== Jobs ==
• 1. Answer these questions from the rate-limiting article:
(a) With what status code does nginx reject requests beyond the burst?
(b) In what year was the billing API's fixed-window rate limit shipped?
(c) How high did Postgres CPU climb during the incident?
• 2. The rate-limiting article has a sentence that begins "Postgres CPU climbed." List every consequence that sentence gives.
• 3. Carry on the rate-limiting article from where it stops.

== Document text ==
--- Start ---
Rate Limiting Algorithms: Token & Leaky Bucket (2026)

Q: How does nginx rate limiting work

Nginx uses the Leaky Bucket algorithm via the limit_req directive. You define a rate (requests per second) and a burst size. Requests within the rate pass through immediately. Burst requests are queued unless nodelay is specified. Requests beyond the burst are rejected with 503 (or a custom status code).

The Outage That Taught Me Fixed-Window Is the Wrong Default

The bug that taught me this: a billing API I was responsible for had a standard "100 requests per minute per client" rate limit, implemented as a Fixed Window Counter in Redis. INCR rate:client_id:202601150847, check the count, reject at 101. Easy. Shipped in 2019, worked for two years, handled tens of millions of requests without incident. Then one Saturday afternoon a single customer's integration started timing out on their end and retrying aggressively. What we saw in our metrics was not 100 requests per minute -- it was a clean 200 requests landing in roughly 90 seconds, every single minute. Postgres CPU climbed to 94%, our checkout p99 latency crossed 8 seconds, and five unrelated customers started paging support because their invoices would not load.

The rate limit was "working" perfectly. The customer sent 100 requests in the window [00:59:00, 00:59:59] -- all accepted, counter at 100. The counter reset at 00:59:59.999. They sent another 100 in [01:00:00, 01:00:15] -- all accepted, counter at 100 again. Net effect: 200 requests in a 15-second window around the boundary. Over the next 40 minutes of their retry loop, we saw the same pattern every minute. The boundary problem in Fixed Window Counter -- a well-documented weakness of the algorithm -- turned a single misbehaving client into a partial outage.
--- End ---
== Information supplied ==
--- Start ---
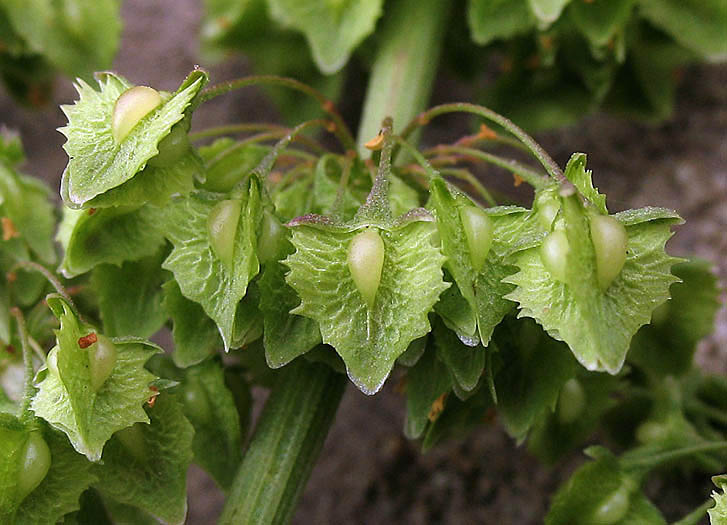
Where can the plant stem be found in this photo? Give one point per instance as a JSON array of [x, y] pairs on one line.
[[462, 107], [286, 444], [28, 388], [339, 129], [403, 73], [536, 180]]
--- End ---
--- Start ---
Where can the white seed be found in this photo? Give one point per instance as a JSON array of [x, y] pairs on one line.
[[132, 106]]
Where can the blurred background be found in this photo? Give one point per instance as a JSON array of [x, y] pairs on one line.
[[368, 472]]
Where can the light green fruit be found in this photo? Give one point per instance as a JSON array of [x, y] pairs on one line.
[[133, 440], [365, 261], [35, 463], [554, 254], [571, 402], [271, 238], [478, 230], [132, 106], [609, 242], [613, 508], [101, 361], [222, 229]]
--- End ---
--- Start ---
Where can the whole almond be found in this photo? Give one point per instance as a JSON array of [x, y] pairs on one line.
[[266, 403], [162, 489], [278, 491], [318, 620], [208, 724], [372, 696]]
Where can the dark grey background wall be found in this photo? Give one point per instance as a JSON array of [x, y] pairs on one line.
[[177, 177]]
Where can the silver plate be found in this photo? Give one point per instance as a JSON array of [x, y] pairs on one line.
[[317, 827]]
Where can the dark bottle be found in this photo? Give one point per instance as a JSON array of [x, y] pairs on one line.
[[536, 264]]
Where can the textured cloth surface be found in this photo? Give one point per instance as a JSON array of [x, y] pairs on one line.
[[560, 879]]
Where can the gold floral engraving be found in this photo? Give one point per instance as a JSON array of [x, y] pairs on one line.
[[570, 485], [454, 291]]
--- End ---
== Answers in order ==
• 1.
(a) 503, or a custom status code
(b) 2019
(c) 94%

• 2.
- Postgres CPU climbed to 94%.
- Checkout p99 latency crossed 8 seconds.
- Five unrelated customers started paging support because their invoices would not load.

• 3.
The fix was not a bigger Postgres. The fix was switching the algorithm. Token Bucket with a bucket size of 100 and a refill rate of 100/60 per second would have rejected the 101st request no matter how it clustered in time, and the whole incident would have been one rejected request instead of a cascading timeout. That is the kind of decision this article is designed to make correctly before the outage, not after. I cover the four algorithms that dominate production rate limiting -- Fixed Window Counter, Sliding Window Log, Leaky Bucket, and Token Bucket -- with real implementations in Redis and nginx, the memory/accuracy/burst-tolerance trade-offs for each, and the point at which a single-node rate limiter stops being enough and you need a distributed one.

Fixed Window Counter

The simplest algorithm. Divide time into fixed windows (e.g., 1-minute intervals), count requests in the current window, and reject requests once the count exceeds the limit.

How It Works

Define a window size (e.g., 60 seconds) and a request limit (e.g., 100 requests).
When a request arrives, determine the current window based on the timestamp (e.g., floor to the nearest minute).
Increment the counter for that window.
If the counter exceeds the limit, reject the request with HTTP 429.
When a new window starts, the counter resets to zero.

# Fixed Window Counter -- Python + Redis
import redis
import time

r = redis.Redis()

def is_allowed(client_id: str, limit: int = 100, window: int = 60) -> bool:
    current_window = int(time.time() // window)
    key = f"rate:{client_id}:{current_window}"

    current = r.incr(key)
    if current == 1:
        r.expire(key, window)

    return current <= limit

Pros: Simple, low memory (one counter per client per window), O(1) operations.

Cons: The boundary problem. A client can send 100 requests at 0:59 and 100 more at 1:01, effectively doubling the rate at the window boundary. This burst at the boundary is the algorithm's biggest weakness.

Sliding Window Log

Fixes the boundary problem by tracking the timestamp of every request. Instead of counting within fixed intervals, you look at a rolling window of time.

How It Works

When a request arrives, record its timestamp in a sorted set.
Remove all entries older than the window size.
Count remaining entries.
If the count exceeds the limit, reject the request.

# Sliding Window Log -- Python + Redis
import redis
import time

r = redis.Redis()

def is_allowed(client_id: str, limit: int = 100, window: int = 60) -> bool:
    now = time.time()
    key = f"rate:{client_id}"

    pipe = r.pipeline()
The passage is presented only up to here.